::: Records shown

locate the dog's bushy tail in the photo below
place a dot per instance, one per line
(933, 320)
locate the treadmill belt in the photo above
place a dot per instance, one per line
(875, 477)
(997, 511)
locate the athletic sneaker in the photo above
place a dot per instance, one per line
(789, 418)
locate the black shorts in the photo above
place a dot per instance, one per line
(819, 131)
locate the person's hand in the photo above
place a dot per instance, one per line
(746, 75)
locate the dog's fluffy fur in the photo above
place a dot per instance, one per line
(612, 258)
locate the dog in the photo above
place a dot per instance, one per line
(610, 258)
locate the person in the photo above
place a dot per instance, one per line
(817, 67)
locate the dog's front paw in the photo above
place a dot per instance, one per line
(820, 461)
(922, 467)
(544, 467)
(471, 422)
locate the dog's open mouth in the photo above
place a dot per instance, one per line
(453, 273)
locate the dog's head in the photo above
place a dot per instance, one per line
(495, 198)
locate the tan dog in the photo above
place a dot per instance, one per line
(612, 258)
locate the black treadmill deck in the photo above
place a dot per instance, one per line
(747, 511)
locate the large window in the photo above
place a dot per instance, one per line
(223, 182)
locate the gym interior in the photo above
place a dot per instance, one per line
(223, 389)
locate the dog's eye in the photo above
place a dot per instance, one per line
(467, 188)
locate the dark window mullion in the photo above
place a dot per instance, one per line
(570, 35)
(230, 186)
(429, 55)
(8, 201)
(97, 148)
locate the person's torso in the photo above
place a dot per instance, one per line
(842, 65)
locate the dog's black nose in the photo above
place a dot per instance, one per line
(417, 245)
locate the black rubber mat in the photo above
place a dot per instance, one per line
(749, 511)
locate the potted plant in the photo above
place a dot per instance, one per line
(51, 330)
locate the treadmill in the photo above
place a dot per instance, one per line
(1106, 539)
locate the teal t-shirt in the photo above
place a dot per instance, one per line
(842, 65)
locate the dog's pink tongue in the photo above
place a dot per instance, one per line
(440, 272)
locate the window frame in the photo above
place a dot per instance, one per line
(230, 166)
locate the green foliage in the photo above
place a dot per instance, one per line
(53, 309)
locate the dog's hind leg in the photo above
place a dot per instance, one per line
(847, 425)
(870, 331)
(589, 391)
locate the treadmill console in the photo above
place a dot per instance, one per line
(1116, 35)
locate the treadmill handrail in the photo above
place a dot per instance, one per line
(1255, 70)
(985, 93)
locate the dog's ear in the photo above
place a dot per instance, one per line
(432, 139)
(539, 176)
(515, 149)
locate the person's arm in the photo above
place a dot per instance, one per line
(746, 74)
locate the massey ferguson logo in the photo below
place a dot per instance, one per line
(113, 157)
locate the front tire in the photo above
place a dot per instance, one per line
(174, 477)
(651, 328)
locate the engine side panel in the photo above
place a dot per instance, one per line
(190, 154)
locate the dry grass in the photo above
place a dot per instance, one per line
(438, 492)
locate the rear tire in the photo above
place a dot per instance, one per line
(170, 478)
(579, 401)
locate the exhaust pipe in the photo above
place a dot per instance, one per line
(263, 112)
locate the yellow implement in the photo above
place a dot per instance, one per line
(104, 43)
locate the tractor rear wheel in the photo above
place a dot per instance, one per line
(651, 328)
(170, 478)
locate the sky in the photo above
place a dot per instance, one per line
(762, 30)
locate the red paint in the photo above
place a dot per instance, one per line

::::::

**Assignment**
Only the lines above from the line with "locate the window frame in the photo above" to the line with "locate the treadmill handrail", those two lines included, should be reproduced exactly.

**Written solution**
locate the window frame in the photo above
place a dot per instance, one per line
(230, 166)
locate the green foliage in the photo above
place a dot per instance, one per line
(53, 309)
locate the dog's hind leg in the photo above
place a dot per instance, one per line
(847, 425)
(870, 331)
(589, 391)
locate the treadmill console in the photo above
place a dot per instance, one per line
(1116, 35)
locate the treadmill handrail in the photo above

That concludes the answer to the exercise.